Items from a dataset

>> START

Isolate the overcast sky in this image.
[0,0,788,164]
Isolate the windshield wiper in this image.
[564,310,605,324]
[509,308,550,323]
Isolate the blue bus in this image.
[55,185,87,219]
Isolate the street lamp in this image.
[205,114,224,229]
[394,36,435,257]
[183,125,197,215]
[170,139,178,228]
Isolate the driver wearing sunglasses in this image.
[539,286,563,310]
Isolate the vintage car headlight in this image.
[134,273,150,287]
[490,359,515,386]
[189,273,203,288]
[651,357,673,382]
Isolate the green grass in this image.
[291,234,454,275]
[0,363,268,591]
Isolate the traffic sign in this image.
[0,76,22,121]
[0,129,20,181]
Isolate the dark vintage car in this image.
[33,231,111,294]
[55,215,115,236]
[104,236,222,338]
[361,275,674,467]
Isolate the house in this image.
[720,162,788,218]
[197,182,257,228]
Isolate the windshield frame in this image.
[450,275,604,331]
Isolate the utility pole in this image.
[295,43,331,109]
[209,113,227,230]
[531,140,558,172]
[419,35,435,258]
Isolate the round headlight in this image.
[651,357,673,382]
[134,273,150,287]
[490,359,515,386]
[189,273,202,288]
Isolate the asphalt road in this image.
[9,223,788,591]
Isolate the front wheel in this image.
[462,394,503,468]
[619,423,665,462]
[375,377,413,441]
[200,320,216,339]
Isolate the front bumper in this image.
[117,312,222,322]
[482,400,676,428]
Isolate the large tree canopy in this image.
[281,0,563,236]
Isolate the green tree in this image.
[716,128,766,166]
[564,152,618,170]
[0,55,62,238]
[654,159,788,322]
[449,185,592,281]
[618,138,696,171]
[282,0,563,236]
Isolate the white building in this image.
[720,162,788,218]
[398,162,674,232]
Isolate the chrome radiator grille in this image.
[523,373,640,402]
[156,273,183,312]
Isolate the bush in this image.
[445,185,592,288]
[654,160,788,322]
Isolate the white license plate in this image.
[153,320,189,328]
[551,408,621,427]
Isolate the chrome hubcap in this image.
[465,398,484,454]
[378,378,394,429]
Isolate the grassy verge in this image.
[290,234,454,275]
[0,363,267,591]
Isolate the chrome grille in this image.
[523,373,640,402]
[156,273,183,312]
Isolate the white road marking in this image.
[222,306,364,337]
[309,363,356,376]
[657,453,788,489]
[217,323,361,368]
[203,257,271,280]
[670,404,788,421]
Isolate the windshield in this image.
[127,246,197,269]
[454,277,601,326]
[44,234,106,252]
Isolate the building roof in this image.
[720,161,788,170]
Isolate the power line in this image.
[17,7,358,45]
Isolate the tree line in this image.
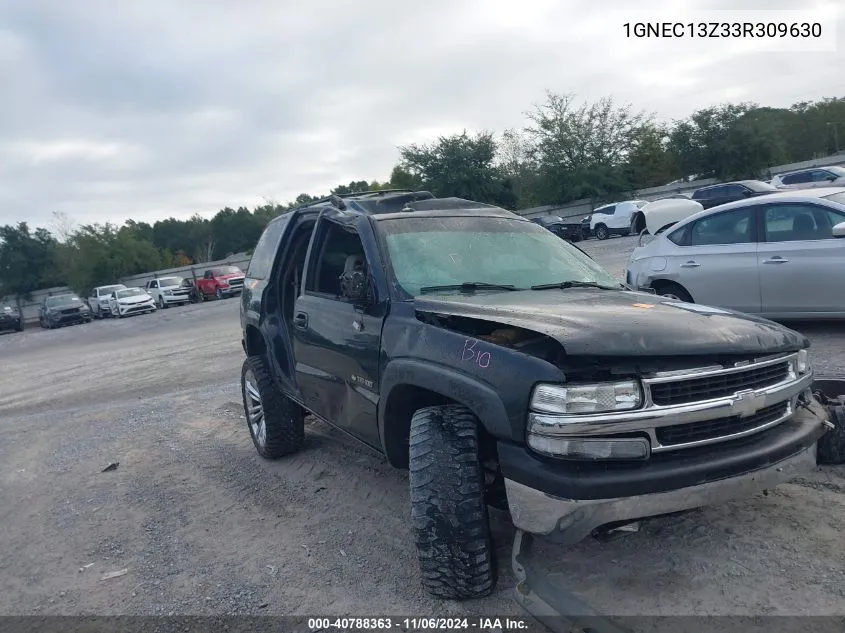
[0,92,845,299]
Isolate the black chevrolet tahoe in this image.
[240,186,835,599]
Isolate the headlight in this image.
[530,380,642,415]
[795,349,810,374]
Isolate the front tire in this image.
[409,405,496,600]
[816,406,845,465]
[241,356,305,459]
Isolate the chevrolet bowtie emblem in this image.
[731,389,766,418]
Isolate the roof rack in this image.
[291,189,426,211]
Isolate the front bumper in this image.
[499,401,827,545]
[47,312,93,325]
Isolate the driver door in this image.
[292,216,386,447]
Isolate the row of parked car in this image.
[0,266,244,332]
[532,166,845,242]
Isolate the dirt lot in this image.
[0,238,845,615]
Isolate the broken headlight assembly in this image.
[795,349,812,376]
[530,380,642,415]
[528,380,651,461]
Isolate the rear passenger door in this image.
[293,215,387,448]
[667,206,760,313]
[757,202,845,316]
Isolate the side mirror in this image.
[340,270,370,306]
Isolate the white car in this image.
[144,277,191,308]
[772,165,845,189]
[109,288,156,319]
[590,200,648,240]
[631,197,704,235]
[88,284,126,319]
[625,187,845,316]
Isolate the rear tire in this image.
[409,405,496,600]
[241,356,305,459]
[816,406,845,465]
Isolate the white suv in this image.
[144,277,191,308]
[590,200,648,240]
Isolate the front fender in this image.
[378,358,519,446]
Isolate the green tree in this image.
[0,222,57,305]
[527,91,651,204]
[399,130,513,205]
[496,129,539,209]
[625,125,681,189]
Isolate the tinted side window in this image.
[763,203,845,242]
[246,213,293,279]
[305,222,367,298]
[689,208,753,246]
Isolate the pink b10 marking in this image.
[461,339,490,369]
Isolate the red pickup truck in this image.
[197,266,245,299]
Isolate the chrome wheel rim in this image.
[244,369,267,446]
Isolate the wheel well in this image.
[651,279,692,297]
[384,385,495,469]
[244,325,267,356]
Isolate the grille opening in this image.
[655,402,789,446]
[650,361,789,406]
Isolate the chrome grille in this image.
[655,402,792,448]
[650,360,789,406]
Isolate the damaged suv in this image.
[236,191,841,599]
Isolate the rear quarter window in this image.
[246,213,293,279]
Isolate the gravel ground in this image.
[0,238,845,616]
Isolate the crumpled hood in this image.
[414,288,809,356]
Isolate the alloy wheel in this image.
[244,369,267,446]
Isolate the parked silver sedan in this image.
[626,187,845,319]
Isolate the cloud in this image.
[0,0,845,225]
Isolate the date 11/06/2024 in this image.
[622,22,822,39]
[308,617,529,633]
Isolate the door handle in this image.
[293,312,308,330]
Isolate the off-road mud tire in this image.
[409,405,496,600]
[241,356,305,459]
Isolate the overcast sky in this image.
[0,0,845,227]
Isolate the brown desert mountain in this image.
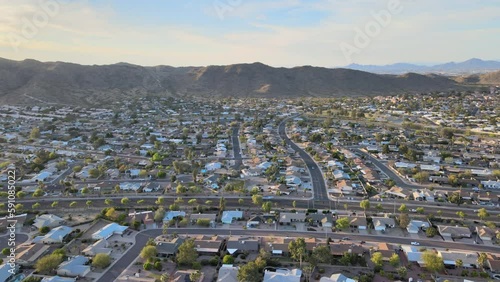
[0,59,480,106]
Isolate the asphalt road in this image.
[232,127,243,169]
[278,119,329,203]
[97,228,500,282]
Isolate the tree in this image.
[189,270,201,282]
[456,211,465,220]
[237,261,262,282]
[160,272,170,282]
[477,208,490,220]
[399,213,410,228]
[222,255,234,264]
[422,250,444,272]
[389,254,401,267]
[309,245,332,264]
[359,200,370,212]
[177,239,198,265]
[335,217,350,230]
[139,245,158,261]
[288,238,307,267]
[35,254,63,273]
[477,253,488,269]
[398,204,408,213]
[370,252,384,269]
[413,171,429,184]
[425,226,438,238]
[92,254,111,269]
[262,202,273,213]
[30,127,40,139]
[154,207,165,222]
[252,195,262,206]
[155,196,165,205]
[33,188,45,198]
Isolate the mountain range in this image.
[345,58,500,75]
[0,59,494,106]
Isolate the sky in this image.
[0,0,500,67]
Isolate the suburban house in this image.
[194,235,224,255]
[156,237,185,257]
[438,251,478,268]
[92,222,128,240]
[163,211,186,223]
[226,237,260,255]
[319,273,357,282]
[33,214,64,229]
[221,211,243,224]
[372,216,396,231]
[307,213,333,228]
[349,216,367,230]
[33,226,73,244]
[82,239,112,257]
[476,226,496,241]
[406,219,431,234]
[57,256,90,277]
[189,213,217,225]
[279,212,306,225]
[263,268,302,282]
[437,225,471,238]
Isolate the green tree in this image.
[177,239,198,265]
[422,250,444,272]
[189,270,201,282]
[92,254,111,269]
[359,200,370,212]
[389,254,401,267]
[425,226,438,238]
[288,238,307,267]
[262,202,273,213]
[237,261,262,282]
[139,245,158,261]
[35,254,63,273]
[398,204,408,213]
[370,252,384,269]
[222,255,234,264]
[154,207,165,222]
[477,208,490,220]
[252,195,262,206]
[155,196,165,205]
[33,188,45,198]
[335,217,350,230]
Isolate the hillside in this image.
[0,59,460,106]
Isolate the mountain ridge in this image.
[0,58,488,106]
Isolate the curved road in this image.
[97,228,500,282]
[278,119,330,203]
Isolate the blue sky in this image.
[0,0,500,67]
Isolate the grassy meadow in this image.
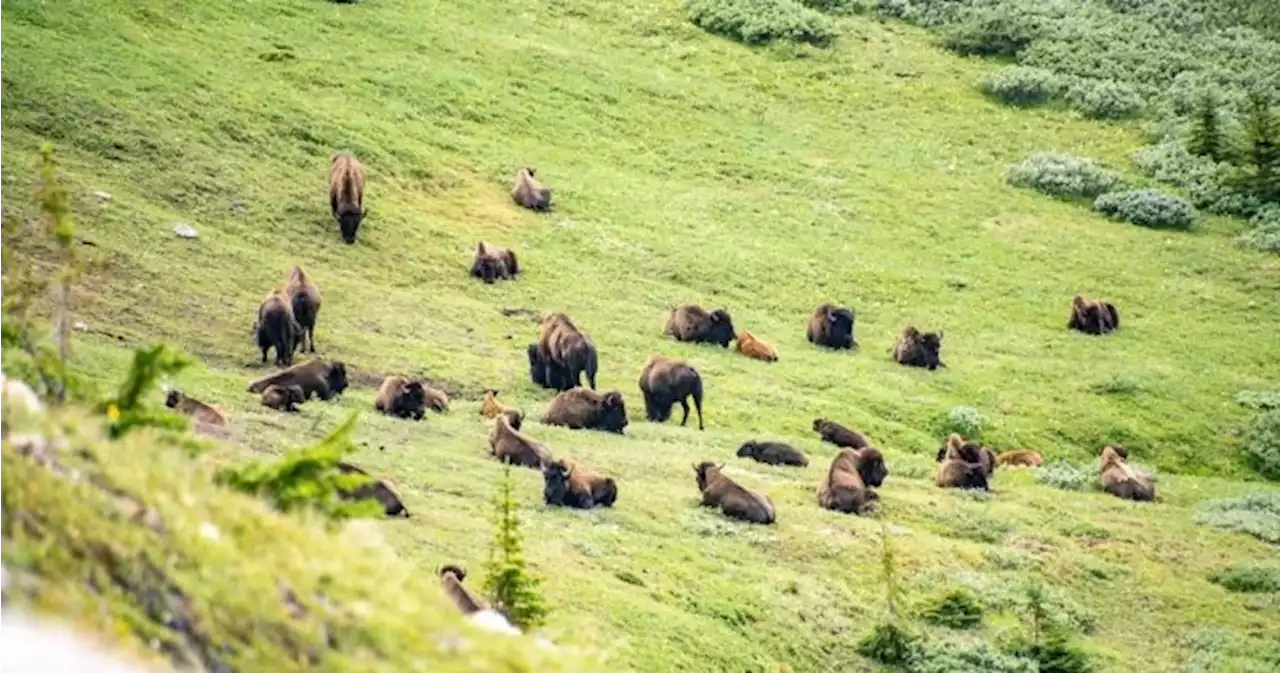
[0,0,1280,672]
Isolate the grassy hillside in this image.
[0,0,1280,672]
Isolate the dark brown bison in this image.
[543,388,627,435]
[813,418,872,449]
[538,313,598,390]
[1066,294,1120,334]
[640,356,703,430]
[248,360,347,400]
[471,241,520,283]
[543,459,618,509]
[284,266,320,353]
[489,413,552,470]
[893,326,946,371]
[329,152,367,244]
[374,376,426,421]
[663,306,737,348]
[694,461,778,523]
[511,168,552,210]
[804,303,858,349]
[737,441,809,467]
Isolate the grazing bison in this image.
[694,461,778,523]
[543,459,618,509]
[511,168,552,210]
[818,448,888,514]
[893,326,946,371]
[1066,294,1120,334]
[735,330,778,362]
[737,441,809,467]
[1098,447,1156,500]
[813,418,872,449]
[543,388,627,435]
[253,290,302,367]
[804,303,858,349]
[284,266,320,353]
[640,356,703,430]
[489,413,552,470]
[538,313,598,390]
[329,152,367,244]
[471,241,520,283]
[248,360,347,400]
[374,376,426,421]
[663,306,737,348]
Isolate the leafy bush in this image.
[685,0,838,46]
[1193,491,1280,544]
[1093,189,1197,229]
[1065,79,1147,119]
[1005,152,1119,198]
[982,65,1062,107]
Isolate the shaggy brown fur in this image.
[329,152,369,243]
[338,462,411,518]
[640,356,703,430]
[813,418,872,449]
[489,413,552,470]
[248,360,347,400]
[804,303,858,349]
[737,441,809,467]
[694,461,778,523]
[818,448,888,514]
[543,388,627,434]
[284,266,320,353]
[253,290,302,367]
[663,306,737,348]
[893,326,946,371]
[262,385,306,413]
[1066,294,1120,334]
[471,241,520,283]
[1098,447,1156,500]
[538,313,598,390]
[735,330,778,362]
[374,376,426,421]
[996,450,1044,467]
[543,459,618,509]
[511,168,552,210]
[164,390,227,425]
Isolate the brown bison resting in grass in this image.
[804,303,858,349]
[284,266,320,353]
[640,356,703,430]
[663,306,737,348]
[893,326,946,371]
[1098,447,1156,500]
[489,413,552,470]
[1066,294,1120,334]
[538,313,598,390]
[934,435,987,490]
[818,448,888,514]
[248,360,347,400]
[511,168,552,210]
[471,241,520,283]
[543,459,618,509]
[737,441,809,467]
[543,388,627,435]
[329,152,367,244]
[253,290,302,367]
[813,418,872,449]
[694,461,778,523]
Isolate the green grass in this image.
[0,0,1280,672]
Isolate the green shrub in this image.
[1093,189,1197,229]
[685,0,837,46]
[982,65,1062,107]
[1005,152,1119,198]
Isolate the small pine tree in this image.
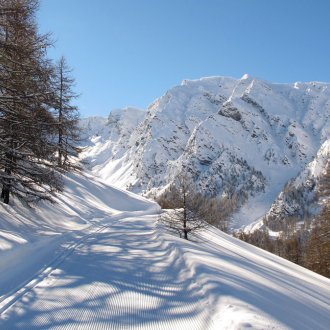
[52,56,80,168]
[159,175,208,240]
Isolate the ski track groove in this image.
[0,217,209,330]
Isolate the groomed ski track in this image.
[0,171,330,330]
[0,210,210,329]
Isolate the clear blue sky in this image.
[38,0,330,117]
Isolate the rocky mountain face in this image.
[263,139,330,231]
[82,75,330,227]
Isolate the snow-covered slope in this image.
[0,169,330,330]
[83,75,330,227]
[264,139,330,231]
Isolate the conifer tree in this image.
[53,56,79,168]
[0,0,61,204]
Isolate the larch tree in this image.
[159,174,208,240]
[0,0,61,204]
[52,56,80,168]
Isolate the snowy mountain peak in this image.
[83,75,330,226]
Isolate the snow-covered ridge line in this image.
[83,75,330,228]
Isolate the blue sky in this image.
[38,0,330,117]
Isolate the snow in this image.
[0,169,330,330]
[82,74,330,229]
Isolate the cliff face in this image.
[83,75,330,227]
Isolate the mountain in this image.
[0,172,330,330]
[263,139,330,231]
[83,75,330,228]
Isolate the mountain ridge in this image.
[83,75,330,227]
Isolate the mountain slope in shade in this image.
[0,169,330,330]
[246,139,330,231]
[83,75,330,227]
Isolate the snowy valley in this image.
[82,75,330,229]
[0,75,330,330]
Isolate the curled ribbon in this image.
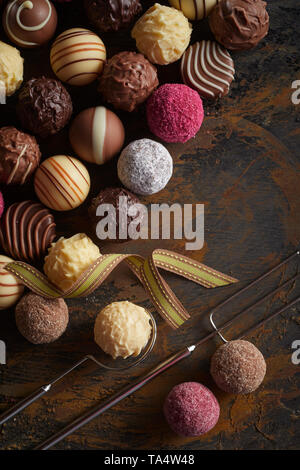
[5,249,237,328]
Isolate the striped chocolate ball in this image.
[50,28,106,86]
[0,255,24,310]
[69,106,125,165]
[34,155,90,211]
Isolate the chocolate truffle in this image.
[209,0,269,51]
[164,382,220,437]
[69,106,125,165]
[210,340,266,394]
[34,155,91,211]
[0,127,41,184]
[0,255,24,310]
[94,301,151,359]
[181,41,234,99]
[50,28,106,86]
[89,188,144,242]
[99,52,158,111]
[17,77,73,137]
[15,292,69,344]
[84,0,142,32]
[2,0,57,48]
[44,233,101,291]
[0,201,56,262]
[118,139,173,195]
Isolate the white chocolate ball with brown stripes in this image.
[34,155,91,211]
[0,255,24,310]
[50,28,106,86]
[69,106,125,165]
[169,0,220,20]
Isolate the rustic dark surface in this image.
[0,0,300,450]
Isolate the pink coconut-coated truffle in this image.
[147,83,204,142]
[164,382,220,437]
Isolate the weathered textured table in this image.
[0,0,300,450]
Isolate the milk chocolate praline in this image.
[84,0,142,32]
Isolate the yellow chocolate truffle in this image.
[0,41,24,96]
[44,233,101,290]
[94,301,151,359]
[131,3,192,65]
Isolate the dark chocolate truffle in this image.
[17,77,73,137]
[89,188,144,242]
[0,201,56,261]
[209,0,269,51]
[15,292,69,344]
[84,0,142,32]
[99,51,158,111]
[0,126,41,184]
[210,340,266,394]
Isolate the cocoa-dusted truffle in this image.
[0,126,41,184]
[15,292,69,344]
[17,77,73,137]
[84,0,142,32]
[209,0,269,51]
[99,51,158,111]
[210,340,266,394]
[89,188,143,242]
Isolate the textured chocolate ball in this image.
[209,0,269,51]
[84,0,142,32]
[210,340,266,394]
[0,126,41,184]
[15,292,69,344]
[98,51,158,111]
[17,77,73,137]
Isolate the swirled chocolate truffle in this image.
[84,0,142,32]
[209,0,269,51]
[17,77,73,137]
[0,126,41,184]
[99,51,158,111]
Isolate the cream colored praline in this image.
[0,41,24,96]
[94,301,152,359]
[44,233,101,291]
[131,3,192,65]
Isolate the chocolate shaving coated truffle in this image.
[99,51,158,111]
[17,77,73,137]
[84,0,142,32]
[209,0,269,50]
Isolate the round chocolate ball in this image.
[118,139,173,195]
[15,292,69,344]
[84,0,142,32]
[2,0,57,48]
[69,106,125,165]
[89,188,144,242]
[98,51,158,111]
[0,126,41,184]
[209,0,269,51]
[164,382,220,437]
[17,77,73,137]
[210,340,266,394]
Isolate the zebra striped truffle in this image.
[0,255,24,310]
[50,28,106,86]
[69,106,125,165]
[34,155,90,211]
[181,41,235,99]
[0,201,56,262]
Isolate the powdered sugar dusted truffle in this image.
[164,382,220,437]
[210,340,266,394]
[118,139,173,195]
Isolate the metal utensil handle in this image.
[0,385,51,426]
[35,346,194,450]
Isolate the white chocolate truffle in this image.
[44,233,101,291]
[94,301,151,359]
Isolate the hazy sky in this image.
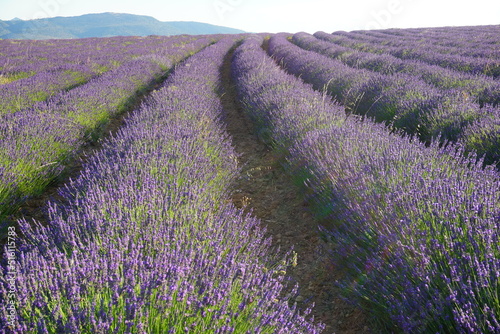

>> END

- _Exercise description_:
Repeat the lines word for word, from the first one through the line containing "[361,275,674,467]", including both ends.

- _The completed task_:
Isolate the overcast sky in this image.
[0,0,788,164]
Isolate the windshield wiper in this image.
[564,310,605,324]
[509,308,550,323]
Isolate the blue bus in this image.
[55,185,87,219]
Isolate the street lamp in this image.
[205,114,224,229]
[394,36,435,257]
[183,125,197,215]
[170,139,178,228]
Isolate the driver wearing sunglasses in this image.
[539,286,563,310]
Isolate the vintage car headlight in this image.
[134,273,150,287]
[490,359,515,386]
[189,273,203,288]
[651,357,673,382]
Isolate the green grass in this image.
[291,234,454,275]
[0,363,268,591]
Isolate the traffic sign in this image.
[0,76,22,121]
[0,129,20,181]
Isolate the dark vintage car in this image.
[33,231,111,294]
[55,215,115,236]
[104,236,222,338]
[361,275,674,467]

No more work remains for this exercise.